-- Begin EXTRACT TO READ --

2021: Paul Boylan
The Mead Witter School of Music Distinguished Alumni Award Committee selected Paul Boylan, Emeritus Professor of Music Theory and Dean Emeritus of the School of Music, Theater and Dance at the University of Michigan, as the 2021 recipient of the Distinguished Alumni Award.
Boylan graduated from the School of Music with a bachelor’s degree in piano performance in 1961, and a master’s degree in music theory in 1962. He subsequently completed a Ph.D. in 1968 at the University of Michigan in historical musicology with a dissertation on the songs of Hugo Wolf. Boylan then joined the U-M faculty in 1969 as an assistant professor and continued to serve that institution with considerable distinction until his retirement.
As an undergraduate piano major, Boylan worked closely with artist-in-residence Gunnar Johansen, who not only provided Boylan with piano instruction, but expanded his perspectives on the importance of music and musical study both at a public university campus and in the culture at large.
“While a student at UW-Madison, I especially valued my studies with Gunnar Johansen and Rudolf Kolisch, founder of the Pro Arte String Quartet,” Boylan said. “I also came under the influence of the harpsichordist Alice Ehlers who was a distinguished Visiting Professor during my student days. Possibly to the detriment of serious piano studies, I was also very active in campus politics, and was pleased to be elected to both Mace and Iron Cross.”
Boylan has given more than one hundred performances as pianist in solo and chamber music repertory, including many broadcasts on National Public Radio. He has performed concerts with Ralph Herbert, Paul Makanowitzky, Elizabeth Mosher, Angel Reyes, George Shirley, and many others. He is the author of articles published by and papers delivered for the American Musicological Society, Music Teachers National Association, Music Educators National Conference, and others.
Boylan’s administrative skill was apparent through his four-year term as director of the National Music Camp at the Interlochen Center for the Arts. Following his promotion to associate professor in 1972, he became associate dean for academic affairs, and then Dean of the School of Music in 1979 and continued in that office until 2000. During his tenure, Boylan secured the future wellbeing and stature of the U-M School of Music as an institution on par with any other school—public or private—in the United States and beyond.

-- End EXTRACT TO READ --
-- Begin RAW DATA --

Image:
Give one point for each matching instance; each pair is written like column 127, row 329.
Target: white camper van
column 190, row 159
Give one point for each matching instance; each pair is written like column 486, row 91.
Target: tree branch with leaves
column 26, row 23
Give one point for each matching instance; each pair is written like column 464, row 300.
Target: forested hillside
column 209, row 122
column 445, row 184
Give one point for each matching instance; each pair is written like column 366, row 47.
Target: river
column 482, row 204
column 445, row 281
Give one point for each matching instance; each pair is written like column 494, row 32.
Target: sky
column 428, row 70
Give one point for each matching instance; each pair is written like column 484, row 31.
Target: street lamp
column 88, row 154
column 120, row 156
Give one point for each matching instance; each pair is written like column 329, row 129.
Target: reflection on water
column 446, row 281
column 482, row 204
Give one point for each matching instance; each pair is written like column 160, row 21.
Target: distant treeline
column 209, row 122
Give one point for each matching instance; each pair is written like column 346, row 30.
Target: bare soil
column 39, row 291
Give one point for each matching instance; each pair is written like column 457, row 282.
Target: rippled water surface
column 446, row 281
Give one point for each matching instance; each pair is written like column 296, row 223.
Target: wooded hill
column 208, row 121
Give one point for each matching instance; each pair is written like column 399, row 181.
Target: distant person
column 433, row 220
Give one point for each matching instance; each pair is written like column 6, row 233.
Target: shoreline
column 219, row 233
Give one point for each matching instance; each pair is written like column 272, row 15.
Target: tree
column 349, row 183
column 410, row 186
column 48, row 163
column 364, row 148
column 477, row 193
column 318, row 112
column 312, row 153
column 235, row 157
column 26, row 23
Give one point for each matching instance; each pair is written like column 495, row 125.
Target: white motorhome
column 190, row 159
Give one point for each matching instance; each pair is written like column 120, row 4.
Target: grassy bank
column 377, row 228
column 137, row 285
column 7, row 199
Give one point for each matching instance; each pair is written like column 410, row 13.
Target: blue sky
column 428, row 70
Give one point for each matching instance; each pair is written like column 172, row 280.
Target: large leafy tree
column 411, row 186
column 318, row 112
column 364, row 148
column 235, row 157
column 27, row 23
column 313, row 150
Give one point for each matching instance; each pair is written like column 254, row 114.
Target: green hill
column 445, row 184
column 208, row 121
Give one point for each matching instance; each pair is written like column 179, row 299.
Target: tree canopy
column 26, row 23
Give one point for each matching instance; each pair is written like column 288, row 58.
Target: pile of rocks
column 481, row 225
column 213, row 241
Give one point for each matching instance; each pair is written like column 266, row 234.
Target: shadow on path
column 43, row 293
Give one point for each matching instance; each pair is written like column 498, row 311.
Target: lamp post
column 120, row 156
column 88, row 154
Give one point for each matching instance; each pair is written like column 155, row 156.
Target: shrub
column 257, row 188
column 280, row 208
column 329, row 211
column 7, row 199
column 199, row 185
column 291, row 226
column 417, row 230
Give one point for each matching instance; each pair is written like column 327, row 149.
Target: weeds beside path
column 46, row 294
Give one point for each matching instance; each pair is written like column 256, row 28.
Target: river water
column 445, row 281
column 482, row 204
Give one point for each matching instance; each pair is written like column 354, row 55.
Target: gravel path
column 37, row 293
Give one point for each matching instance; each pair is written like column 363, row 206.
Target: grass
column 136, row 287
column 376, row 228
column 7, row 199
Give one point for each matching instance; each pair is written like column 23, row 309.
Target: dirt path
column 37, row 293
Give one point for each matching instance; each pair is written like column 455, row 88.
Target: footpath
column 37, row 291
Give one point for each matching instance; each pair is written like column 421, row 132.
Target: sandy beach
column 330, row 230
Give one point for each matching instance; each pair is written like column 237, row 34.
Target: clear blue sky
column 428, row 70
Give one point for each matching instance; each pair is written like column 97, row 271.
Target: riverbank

-- End RAW DATA --

- SET OF TASKS -
a. Decide whether each statement agrees with the profile of Paul Boylan, answering yes or no and quoting the words of the profile that settle it: (i) Boylan earned a master's degree in music theory in 1962. (ii) Boylan completed his Ph.D. at UW-Madison. (iii) Boylan served as Dean of the School of Music until 2000.
b. Answer these questions from the profile of Paul Boylan:
(i) What was the subject of Boylan's dissertation?
(ii) Who founded the Pro Arte String Quartet?
(iii) How long was Boylan's term as director of the National Music Camp?
c. Extend the profile of Paul Boylan, picking up after its final sentence.
The data is not needed for any of this work.

- RESPONSES FOR EACH TASK -
a.
(i) Yes: "a master’s degree in music theory in 1962"
(ii) No: "completed a Ph.D. in 1968 at the University of Michigan"
(iii) Yes: "continued in that office until 2000"

b.
(i) The songs of Hugo Wolf
(ii) Rudolf Kolisch
(iii) Four years

c.
He oversaw the administrative consolidation of arts entities on the U-M campus (bringing dance and theatre together with music), brought on the American Music Institute, and oversaw the creation and expansion of new music degrees including the B.F.A. in musical theater, the B.F.A. in Jazz and Improvisation studies, and the B.S. in media technology. He expanded the library holdings through the important acquisition of a major collection of works by women composers, increased the school’s endowment significantly (the music school endowment was less than $1 million when Boylan began his deanship and totaled more $50 million when he retired), and oversaw major building projects that expanded and enhanced the school’s campus on the north side of Ann Arbor.
He led two successful capital campaigns, including a $2o million campaign to renovate the university’s historic Hill Auditorium, and he helped lead the university’s billion dollar Campaign for Michigan. Through all of this, he continued to perform as a piano soloist and chamber musician.
Boylan also served on a number of university-wide committees and councils, including the Academic Affairs Advisory Council, the Academic Policy Group, the Budget Priorities Committee, the Center for Continuing Education for Women executive committee, the Task Force on University Events, the Institute for the Humanities executive committee, and the Michigan Alumnae Council Athena Award Committee.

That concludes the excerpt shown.